— START Passage —

University of Minnesota Law School faculty members are, for the 32nd time, using spring break to offer continuing legal education opportunities on a range of relevant topics.

A total of 47 CLE credits have been requested (including 3 ethics and 2 bias).

All courses will be held in Room 25. Registration begins at 8:00 a.m.; seminars start at 8:30 a.m. and end at 4:30 p.m. (Except Friday, March 9, when the seminar begins at 1:00 p.m. and ends at 4:30 p.m. and Saturday, March 17, when the seminar begins at 9:00 a.m. and ends at 3:00 p.m.

Individual courses cost $225 each. For those attending multiple courses, a six-course SuperPass is available for $795, with additional courses for only $75.

For more continuing-education information, contact Law School CLE at LSCLE@umn.edu, or download the brochure for this program (PDF).

Friday, March 9

Leonard, Street and Deinard Presents:
Business Succession Planning

1:00 p.m. - 4:30 p.m.
3.0 CLE credits approved
Event # 162651



Business Succession Planning: A Roadmap - An overview of the process of business succession planning, including tax and non-tax considerations, working with a multidisciplinary team, and legal strategies for business succession.
David M. Naples and Margaret A. Cronin

Succession Issues Unique to S Corporations and Family Businesses - A review of the specific issues unique to S Corporations and family businesses when planning for the succession of the business.

— END Passage —
— START Given data —

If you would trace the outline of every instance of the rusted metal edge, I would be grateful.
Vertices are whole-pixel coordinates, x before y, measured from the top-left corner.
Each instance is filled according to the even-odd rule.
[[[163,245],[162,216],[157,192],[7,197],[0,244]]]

— END Given data —

_Required actions_:
1: Answer these questions using the spring break CLE announcement:
(a) In which room will all courses be held?
(b) What is the price of the six-course SuperPass?
(c) What event number is listed for Business Succession Planning?
2: For each statement, say whether it agrees with the spring break CLE announcement. Give yes or no, and quote the words that decide it.
(a) The faculty are offering this program for the 30th time.
(b) The seminar on Saturday, March 17 ends at 3:00 p.m.
(c) Courses beyond the SuperPass cost $225 each.
3: Carry the announcement of the law school's spring break CLE seminars forward from its last sentence.
The material plays no part in these tasks.

_Expected results_:
1:
(a) Room 25
(b) $795
(c) 162651

2:
(a) No: "for the 32nd time"
(b) Yes: "Saturday, March 17, when the seminar begins at 9:00 a.m. and ends at 3:00 p.m."
(c) No: "with additional courses for only $75"

3:
Eileen M. Day

Pitfalls and Best Practices in Business Succession - A moderated panel discussion of the practical application of business succession advising; how to avoid shareholder litigation and resolve conflict; lessons learned from shareholder litigation, and what strategies and tactics will help avoid pitfalls and support a good plan for succession.
Douglas R. Peterson
, David M. Naples, Brenda S. Huebsch Bijnagte, and Professor Richard Painter
Moderator: Professor John Matheson



Saturday, March 10
Legal and Policy Trends in Education Law CLE

Professor Michele B. Goodwin
University of Minnesota
Law School

8:30 a.m.-4:30 p.m.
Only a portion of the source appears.